Text passage →

%%

Question

Demultiplexing single cell QIAseq UPX 3 Transcriptome Kits fastq files

0

Entering edit mode

5.7 years ago

user31888 ▴ 150

Is someone familiar with demultiplexing (i.e. whitelisting and extracting UMI and cell barcodes) single cell RNA seq data generated with the QIAGEN QIAseq UPX 3' Transcriptome kit?

The only information I have regarding the format of the fastq files generated with this kit can be found in Figure 2 of the kit handbook here.

I think it could be summarise as follows:

read_1: transcript sequence

read_2: cell_index | UMI | ACG | poly-T

I tried to use salmon alevin with the chromiumV3 flag, but it discards more than 97% of the reads dues to "noisy cellular barcodes".

UMI-tools whitelist and extract seem to handle only droplet-based single cell RNA-Seq.

The QIAGEN GeneGlobe Data Analysis Center pipeline does not explain in details how the demultiplexing is done neither.

Does someone would know any other tools able to deal with this kind of fastq file format?

EDIT

Looking at the kit protocol here, it is said that "The UMI is a 12-base fully random sequence". But they do not mention the length of the cell barcode.

%%

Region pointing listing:
%%

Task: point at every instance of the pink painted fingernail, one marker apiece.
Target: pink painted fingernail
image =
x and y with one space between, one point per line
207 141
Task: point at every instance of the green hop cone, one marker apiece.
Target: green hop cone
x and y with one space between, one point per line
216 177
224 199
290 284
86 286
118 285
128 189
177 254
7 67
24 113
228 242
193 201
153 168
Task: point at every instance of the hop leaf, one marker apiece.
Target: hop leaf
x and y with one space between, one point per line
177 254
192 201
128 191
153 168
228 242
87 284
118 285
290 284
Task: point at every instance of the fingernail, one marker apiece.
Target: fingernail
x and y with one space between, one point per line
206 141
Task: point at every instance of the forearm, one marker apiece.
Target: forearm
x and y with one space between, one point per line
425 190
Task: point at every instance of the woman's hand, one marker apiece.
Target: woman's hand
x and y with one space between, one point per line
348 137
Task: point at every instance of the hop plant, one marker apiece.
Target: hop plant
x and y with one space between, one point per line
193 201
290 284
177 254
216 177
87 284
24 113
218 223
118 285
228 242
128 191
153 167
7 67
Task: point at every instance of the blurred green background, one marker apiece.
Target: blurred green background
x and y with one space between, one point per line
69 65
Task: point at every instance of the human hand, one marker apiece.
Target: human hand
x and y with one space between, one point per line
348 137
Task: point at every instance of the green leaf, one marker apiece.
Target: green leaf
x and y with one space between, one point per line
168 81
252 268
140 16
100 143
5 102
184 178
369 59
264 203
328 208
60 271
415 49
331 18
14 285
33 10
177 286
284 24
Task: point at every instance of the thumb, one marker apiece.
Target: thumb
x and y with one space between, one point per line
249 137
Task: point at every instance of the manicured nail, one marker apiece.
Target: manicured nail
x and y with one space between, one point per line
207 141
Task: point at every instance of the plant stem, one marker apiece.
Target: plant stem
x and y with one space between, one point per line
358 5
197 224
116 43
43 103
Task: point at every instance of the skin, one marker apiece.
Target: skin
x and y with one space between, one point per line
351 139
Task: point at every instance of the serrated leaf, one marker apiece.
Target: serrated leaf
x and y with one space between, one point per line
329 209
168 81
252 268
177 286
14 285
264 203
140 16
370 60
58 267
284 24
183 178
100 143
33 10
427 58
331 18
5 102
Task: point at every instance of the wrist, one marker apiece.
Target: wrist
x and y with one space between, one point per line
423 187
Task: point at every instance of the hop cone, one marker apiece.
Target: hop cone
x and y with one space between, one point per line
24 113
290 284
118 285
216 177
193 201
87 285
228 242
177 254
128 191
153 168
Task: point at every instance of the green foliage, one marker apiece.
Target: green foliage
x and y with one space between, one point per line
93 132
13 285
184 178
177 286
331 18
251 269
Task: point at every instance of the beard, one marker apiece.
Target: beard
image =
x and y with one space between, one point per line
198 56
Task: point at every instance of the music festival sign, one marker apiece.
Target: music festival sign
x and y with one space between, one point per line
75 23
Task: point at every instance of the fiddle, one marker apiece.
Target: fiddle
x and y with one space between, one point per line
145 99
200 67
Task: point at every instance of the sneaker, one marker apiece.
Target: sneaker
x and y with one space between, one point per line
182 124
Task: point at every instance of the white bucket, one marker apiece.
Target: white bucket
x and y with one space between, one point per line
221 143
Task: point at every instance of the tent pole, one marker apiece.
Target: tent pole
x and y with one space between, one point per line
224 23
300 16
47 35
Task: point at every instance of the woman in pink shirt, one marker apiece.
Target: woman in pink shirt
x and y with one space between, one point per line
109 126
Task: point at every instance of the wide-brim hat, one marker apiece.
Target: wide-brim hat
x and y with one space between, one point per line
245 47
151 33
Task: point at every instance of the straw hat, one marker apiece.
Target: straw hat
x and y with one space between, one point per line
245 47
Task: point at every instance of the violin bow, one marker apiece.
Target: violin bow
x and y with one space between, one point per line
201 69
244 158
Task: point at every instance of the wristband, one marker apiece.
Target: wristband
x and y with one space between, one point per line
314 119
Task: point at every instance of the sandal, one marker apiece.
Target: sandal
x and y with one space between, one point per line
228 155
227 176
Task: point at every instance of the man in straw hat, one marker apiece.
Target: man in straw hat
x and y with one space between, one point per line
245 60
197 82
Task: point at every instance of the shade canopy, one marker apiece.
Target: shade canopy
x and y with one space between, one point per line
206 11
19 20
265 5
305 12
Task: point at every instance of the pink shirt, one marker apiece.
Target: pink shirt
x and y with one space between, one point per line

%%

Tasks to perform →
a: For each statement below, decide whether it agrees with the forum question about demultiplexing QIAseq UPX 3' Transcriptome fastq files. Answer yes or no for each, and quote the deciding words from that question.
(i) Read_1 carries the cell index and the UMI.
(ii) Running salmon alevin with the chromiumV3 flag discarded more than 97% of the reads.
(iii) The kit protocol gives the length of the cell barcode.
b: Carry the forum question about demultiplexing QIAseq UPX 3' Transcriptome fastq files further, starting after its final sentence.

Answers in order →
a:
(i) No: "read_1: transcript sequence"
(ii) Yes: "it discards more than 97% of the reads"
(iii) No: "But they do not mention the length of the cell barcode."

b:
However, as genomax mentioned, my R2 reads are indeed 27 bp long (without poly-T nor ACG triplet though):

 $ zcat my_R2.fastq.gz | head -16
    @NB551406:25:HKGLJBGX7:1:11101:14400:1057 2:N:0:ATCACG
    TATGGAGAACATGGCGCGTTACAAGCN
    +
    AAAAAEEEEEEEAAEAEEEEEEEE//#
    @NB551406:25:HKGLJBGX7:1:11101:17302:1058 2:N:0:ATCACG
    TATGGAGAACTGACTTGAGTGCAACAN
    +
    AAA<AEAEEEEEEEEE6EAEEEEA/E#
    @NB551406:25:HKGLJBGX7:1:11101:14122:1059 2:N:0:ATCACG
    GCTCGACACATGCGAAGGCTGGAAGAN
    +
    AAAAAAEEE<EEEAEEEAEEAAAA/A#
    @NB551406:25:HKGLJBGX7:1:11101:5220:1059 2:N:0:ATCACG
    CTATCCGCTGGCTGTGCTTCGCAAGTT
    +
    AAAAAEEAE/EEEA/EEEAEEAEA/A/

After filtering out reads for which at least one base have a quality score < 30, I checked the number of unique k-mers starting from the beginning of the read (the problem is that I don't know how many cell IDs have been used).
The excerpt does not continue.